■ THE PROBLEM: Reproduce all the lines below exactly and omit the images.

■ GIVEN DATA:
↓

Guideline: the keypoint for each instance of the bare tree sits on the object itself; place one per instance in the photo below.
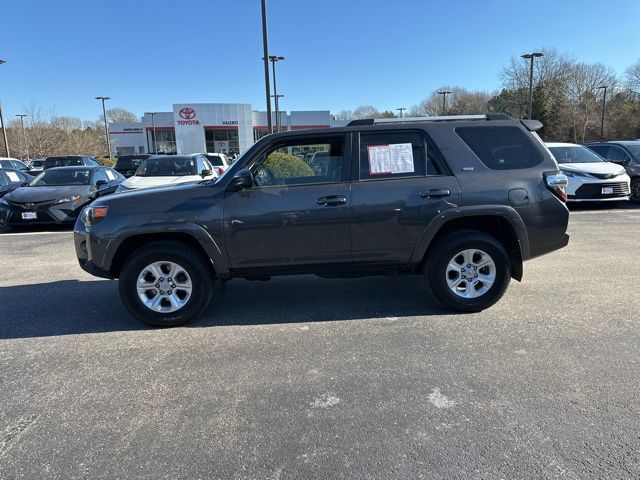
(118, 115)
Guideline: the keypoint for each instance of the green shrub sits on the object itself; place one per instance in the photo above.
(283, 165)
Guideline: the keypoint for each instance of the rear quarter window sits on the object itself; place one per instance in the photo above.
(501, 148)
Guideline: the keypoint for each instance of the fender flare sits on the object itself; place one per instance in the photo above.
(503, 211)
(197, 232)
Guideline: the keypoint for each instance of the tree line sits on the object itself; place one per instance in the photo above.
(47, 133)
(566, 99)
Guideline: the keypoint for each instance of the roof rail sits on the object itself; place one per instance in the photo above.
(443, 118)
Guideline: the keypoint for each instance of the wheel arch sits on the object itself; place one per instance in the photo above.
(499, 223)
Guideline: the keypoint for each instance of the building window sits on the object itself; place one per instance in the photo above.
(166, 141)
(222, 140)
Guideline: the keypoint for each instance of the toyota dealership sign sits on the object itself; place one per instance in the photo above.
(187, 116)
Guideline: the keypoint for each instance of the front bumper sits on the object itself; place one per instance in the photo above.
(589, 189)
(11, 214)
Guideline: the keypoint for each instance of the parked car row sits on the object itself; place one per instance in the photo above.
(59, 193)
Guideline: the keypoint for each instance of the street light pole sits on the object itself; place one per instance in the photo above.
(265, 58)
(153, 129)
(444, 101)
(274, 59)
(277, 107)
(4, 130)
(106, 129)
(531, 56)
(24, 134)
(604, 101)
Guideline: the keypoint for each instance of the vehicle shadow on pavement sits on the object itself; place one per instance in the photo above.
(72, 307)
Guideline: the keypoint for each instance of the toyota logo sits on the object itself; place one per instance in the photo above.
(187, 113)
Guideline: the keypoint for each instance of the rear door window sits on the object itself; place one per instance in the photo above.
(501, 148)
(397, 154)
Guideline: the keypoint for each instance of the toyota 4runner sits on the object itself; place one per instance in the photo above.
(462, 201)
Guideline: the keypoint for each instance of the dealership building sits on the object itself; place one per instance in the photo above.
(207, 127)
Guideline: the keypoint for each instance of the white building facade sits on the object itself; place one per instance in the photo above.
(206, 127)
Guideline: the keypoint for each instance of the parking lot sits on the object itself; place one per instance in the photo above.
(303, 377)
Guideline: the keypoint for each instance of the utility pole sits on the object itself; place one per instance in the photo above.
(274, 59)
(24, 134)
(153, 129)
(444, 101)
(265, 47)
(531, 56)
(604, 101)
(4, 130)
(106, 129)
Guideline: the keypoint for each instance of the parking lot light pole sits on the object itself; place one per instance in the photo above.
(274, 59)
(604, 101)
(106, 129)
(531, 56)
(265, 59)
(24, 134)
(444, 101)
(277, 108)
(153, 129)
(4, 130)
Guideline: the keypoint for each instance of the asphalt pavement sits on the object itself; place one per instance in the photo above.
(303, 377)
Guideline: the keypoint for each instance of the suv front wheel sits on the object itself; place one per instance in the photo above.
(468, 271)
(165, 284)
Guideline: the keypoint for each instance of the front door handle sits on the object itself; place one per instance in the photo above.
(332, 200)
(436, 192)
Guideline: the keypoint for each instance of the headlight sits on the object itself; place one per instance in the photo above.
(93, 215)
(74, 198)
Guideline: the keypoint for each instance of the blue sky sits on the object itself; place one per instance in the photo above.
(147, 55)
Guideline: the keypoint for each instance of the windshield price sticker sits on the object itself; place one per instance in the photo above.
(390, 159)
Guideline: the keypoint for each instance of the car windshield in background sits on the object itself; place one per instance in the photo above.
(215, 160)
(167, 167)
(129, 162)
(635, 151)
(62, 162)
(62, 177)
(575, 155)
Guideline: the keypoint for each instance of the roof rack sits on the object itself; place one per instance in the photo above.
(442, 118)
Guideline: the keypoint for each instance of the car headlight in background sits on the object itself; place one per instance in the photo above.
(74, 198)
(93, 215)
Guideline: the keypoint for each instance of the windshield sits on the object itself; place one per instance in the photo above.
(635, 151)
(167, 167)
(62, 177)
(215, 160)
(575, 155)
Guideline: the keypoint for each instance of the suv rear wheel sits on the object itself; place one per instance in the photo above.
(468, 271)
(165, 284)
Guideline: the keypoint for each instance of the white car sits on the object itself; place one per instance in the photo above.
(165, 170)
(591, 178)
(218, 160)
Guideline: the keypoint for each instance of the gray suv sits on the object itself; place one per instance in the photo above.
(462, 201)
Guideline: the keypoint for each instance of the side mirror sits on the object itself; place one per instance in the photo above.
(241, 180)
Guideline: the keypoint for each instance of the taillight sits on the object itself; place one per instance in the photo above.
(557, 183)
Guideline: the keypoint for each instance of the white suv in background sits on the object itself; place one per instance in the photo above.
(165, 170)
(591, 178)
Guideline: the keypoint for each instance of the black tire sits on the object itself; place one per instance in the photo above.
(193, 263)
(635, 190)
(445, 249)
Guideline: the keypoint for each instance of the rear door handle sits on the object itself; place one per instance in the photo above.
(436, 192)
(332, 200)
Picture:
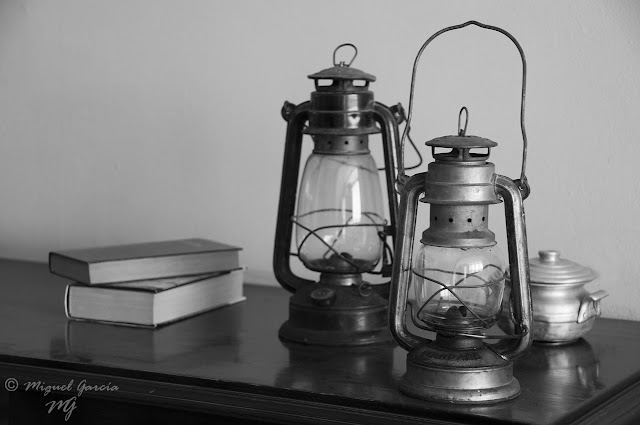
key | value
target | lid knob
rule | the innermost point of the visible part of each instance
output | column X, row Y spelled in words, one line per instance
column 549, row 256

↑

■ CORRECT RESULT:
Guideline: the keypoint for each instance of the bare tree sits on the object itself; place one per instance in the photo below.
(118, 115)
Guideline: the keypoint for each instance of the green shrub sits on the object itself; place one per instance in the photo above.
(283, 165)
Guideline: the keypoint for each instance of the rear quarter window sits on the object itself; place one per instance in the photo above.
(501, 148)
Guideline: the keypoint for each instance of the fender flare sits on the object itself; place one per instance in the photo above.
(503, 211)
(197, 232)
Guideline: the keypoint for each instance of the tree line sits on the object itself; place one per instance in the photo above.
(47, 133)
(566, 99)
Guideline: the keypoint for each instance of the roof rail sits on the object itself; place one per instance in the photo above.
(443, 118)
Guideline: the keypoint for each instance of the wheel arch sits on the object itself; place one per instance in the photo above.
(499, 223)
Guideline: the keypoint for each instance of the building window sits on the object itself; place one per instance in the photo above.
(166, 141)
(222, 140)
Guideline: the keypoint for each instance of the toyota dealership sign sits on the object itself; place one per instance in the photo above.
(187, 116)
Guideline: the keypoint for each instance of the front bumper sits on the object itself; place one per instance in the photo above.
(589, 189)
(11, 214)
Guideline: the keypoint for each instance of the parked car row sits on the object itself; place one per instance in the photo above.
(59, 193)
Guideline: the keypoint for each instance of the street light pole sits on the object itself; place one per instance in the photo above.
(265, 58)
(153, 129)
(444, 101)
(274, 59)
(277, 107)
(4, 130)
(106, 129)
(531, 56)
(24, 134)
(604, 101)
Guideline: the keypoint for each instance of the vehicle shadow on pavement sits on the object itself; place one per instance in the photo above.
(72, 307)
Guideline: the keypoint for each instance of the toyota logo sits on the object itself; place one per instance in the photo above.
(187, 113)
Guideline: the keypoint for each instance of the rear door window sits on the object itself; place one per instance in the photo above.
(501, 148)
(397, 154)
Guideline: the keypoint for each instance of the toyota 4runner sits on the object itself; place one per instance in the photo above.
(462, 201)
Guideline: the keypoint for each instance of the dealership building sits on the object itself; place one per instance in the photo above.
(207, 127)
Guideline: the keypoint for each instance of the white building facade sits on the object itself; place one per instance in the photo above.
(206, 127)
Guideline: the keypoint for each instance of the parking lot sits on the object itself; place one per instance in the photo above.
(303, 377)
Guideline: the keypoint for each instance of the utility pole sits on the object itself; place one per instance in the photo above.
(274, 59)
(24, 134)
(153, 129)
(444, 101)
(265, 47)
(531, 56)
(604, 101)
(4, 130)
(106, 129)
Guideline: the keypoint for each instance of the parking lot light pole sits on the object itself; place one per instance in the photo above.
(274, 59)
(604, 101)
(106, 129)
(531, 56)
(265, 59)
(24, 134)
(444, 101)
(277, 108)
(153, 129)
(4, 130)
Guideline: the keypoint for each instance of the asphalt pavement sits on the object itself; place one per instance in the photo above.
(303, 377)
Guideline: the keypoint for each instance of the suv front wheel sits on the object itself; place one per instance in the photo above.
(468, 271)
(165, 284)
Guideline: the keypoint for each instance of the front door handle sits on the object itself; place one per instance in the photo above.
(332, 200)
(436, 192)
Guideline: the keypoint for each instance of the headlight sits on the object itself; place one per instance in the photo above.
(93, 215)
(74, 198)
Guideline: the keypoint for each instance of the blue sky sits on the object itself; place one per instance in the photo above.
(147, 55)
Guideline: the keypoint for each instance of the windshield price sticker sits on the object itself; place one per instance in the photo above.
(390, 159)
Guideline: the keypoint for each instance of the car windshield in background sits on the object itself; place one per instance in the photo above.
(215, 160)
(167, 167)
(129, 162)
(635, 151)
(62, 162)
(62, 177)
(575, 155)
Guideline: the keypoint for each instance of the roof rack sits on the object itself; place one per instance in the photo above.
(442, 118)
Guideline: the keypoint for each instance of the car headlight in background sits on the object itself; place one per instance in the photo above.
(74, 198)
(93, 215)
Guideline: the keypoint for each instance of the windshield sits on the object itself; place one per instance in the photo above.
(635, 151)
(167, 167)
(62, 177)
(215, 160)
(575, 155)
Guideline: the keypoint for each instance of the suv rear wheel sits on the object itself; place one per instance in the photo above.
(468, 271)
(165, 284)
Guideline: the keypoint for each instance of the white car sits on the object itself; place one per instance in the photo above.
(165, 170)
(591, 178)
(218, 160)
Guideline: the keypoint for each instance of the gray suv sits on the object itself; place one per instance in the photo above.
(462, 201)
Guideline: the keypoint for each instance of the side mirror sits on the object itself; place one per instance in the photo above.
(241, 180)
Guideline: the keypoint for each instance of the taillight sits on the object itself; place one per instance in the photo above.
(557, 183)
Guideline: the keypoint for each instance of the white suv in background sits on the object itself; place one per instance in the photo above.
(165, 170)
(591, 178)
Guideline: the keypoint for each instance of the black tire sits on the object itself; place one per instance in the photo above.
(193, 263)
(635, 190)
(445, 249)
Guideline: the keypoint for each instance of the rear door handle sits on the object itself; place one per instance in the photo above.
(436, 192)
(332, 200)
Picture:
key | value
target | lid knob
rule | the innermost point of the visible part of each instance
output | column X, row Y spelled in words, one line per instance
column 549, row 256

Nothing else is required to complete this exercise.